<<<<

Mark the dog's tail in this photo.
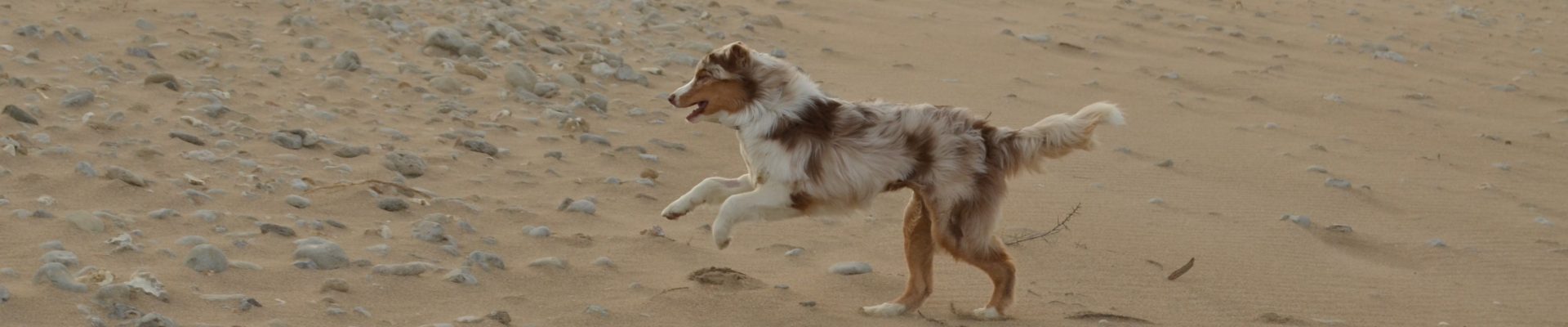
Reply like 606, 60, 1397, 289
996, 102, 1126, 174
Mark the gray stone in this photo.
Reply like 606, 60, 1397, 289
293, 237, 350, 271
370, 262, 441, 276
528, 256, 566, 269
284, 195, 310, 209
381, 151, 426, 177
39, 250, 82, 267
185, 244, 229, 272
66, 213, 104, 233
332, 51, 359, 71
414, 220, 447, 242
60, 90, 97, 109
33, 262, 88, 293
376, 196, 408, 213
441, 267, 480, 284
828, 261, 872, 275
332, 145, 370, 157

>>>>

> **STATED TASK**: Copy all the rows above word for word, leaving out the pictures.

> **EXPECTED ANSWER**:
Mark the dog's tail in this photo.
Reply like 606, 60, 1397, 289
996, 102, 1126, 174
Mark the gray stone in this photo.
Reply like 606, 60, 1397, 289
293, 237, 350, 271
370, 262, 441, 276
528, 256, 566, 269
284, 195, 310, 209
381, 151, 426, 177
39, 250, 82, 267
185, 244, 229, 272
66, 213, 104, 233
332, 51, 359, 71
414, 220, 447, 242
60, 90, 97, 109
33, 262, 88, 293
376, 196, 408, 213
441, 267, 480, 284
828, 261, 872, 275
332, 145, 370, 157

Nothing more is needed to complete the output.